## Your tasks
(1) Answer these questions from the post on Greek debt:
(a) How many basis points higher are Greece's latest bond issues than the equivalent German ones?
(b) What rate was Germany reportedly paying on 10-year bonds earlier in the week?
(c) Within what period does Standard and Poor's say Greek debt will exceed 100% of GDP?
(2) Set down word for word the section of the post on Greek debt that begins at the words "A 21st Century" and stops after "equivalent German ones.".

--- start of Source passage ---

Thursday 15 January 2009

A 21st Century Trojan Horse?

Could the Greek Economy end the great Euro siege?


Ambrose Evans-Prichard has a telling factual piece in today's Telegraph. Standard & Poor's list has downgraded the credit-worthiness of Greece (yup, that's the entire nation), because of its soaring public debt.

Greece in its turn is having to use the public finance equivalent of loan sharks to keep the lights on and (presumably) the Ouzo flowing. Its latest bond issues are 234 basis points higher than the equivalent German ones.

What does this mean? A 'basis point' is 1/100th of 1%. So, on new debt, Greece will eventually have to repay at an interest rate 2.34% higher than Germany. If Greece had its own currency still, that would mean its Drachma interest rate would be close to 2x that of Germany's (which, I understand, was paying 3.2% on 10-year bonds, earlier this week).

I'm not defending the British 'government' approach to this (see below), but one small saving grace is that, if we had to do the same in our own currency, inflation could operate to reduce the ten-year redemption cost to manageable proportions.

But Greece is in the Eurozone and thus it doesn't have this option. If its debt is bought by other Euro countries it is stuffed. It's true that inflation will reduce the impact overall, but the piper will still have to be paid.

You can, to an extent, understand German frustrations: their innate prudence means their public debt is negligible in comparison, and it's hard to see why, morally, they should put up with high inflation and interest rates just to pay off Greek profligacy. You'd forgive them, therefore, if they started lighting fiscal fires beneath the underbelly of the Greek 'horse', with a view to forcing a confrontation.

On this occasion, nobody, least of all the Greeks, is managing to fool anybody.

It is very hard indeed to imagine the Euro zone surviving such stresses. Either it will break apart, with the worst affected economies (such as Greece) returning to de-facto local currencies, or some form of EU economic straitjacket will be centrally imposed (Amsterdam and subsequent treaties allow for this).

In the article cited above, Evans-Prichard comments that this is unlikely, given the recent Greek riots, but common sense has never prevented EU bureaucrats in the past, and, viewed from the gravy-marshalling-yards of Brussels, Greece is a far away country about which they evidently know little, and care even less.

Standard and Poors is reported as commenting that Greek debt will exceed 100% of GDP in two years' time. This isn't a magic number per se, it simply means that, to balance the books, the Greek population would have to work for an entire year to pay off their public debt alone. Their credit cards, mortgages, etc. are not included in the figure.

--- end of Source passage ---
--- start of Raw records ---

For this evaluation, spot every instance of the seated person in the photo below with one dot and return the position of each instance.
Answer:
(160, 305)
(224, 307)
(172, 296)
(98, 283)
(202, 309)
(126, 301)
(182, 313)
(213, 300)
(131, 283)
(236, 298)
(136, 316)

--- end of Raw records ---

## Results
(1)
(a) 234 basis points
(b) 3.2%
(c) Two years

(2)
A 21st Century Trojan Horse?

Could the Greek Economy end the great Euro siege?


Ambrose Evans-Prichard has a telling factual piece in today's Telegraph. Standard & Poor's list has downgraded the credit-worthiness of Greece (yup, that's the entire nation), because of its soaring public debt.

Greece in its turn is having to use the public finance equivalent of loan sharks to keep the lights on and (presumably) the Ouzo flowing. Its latest bond issues are 234 basis points higher than the equivalent German ones.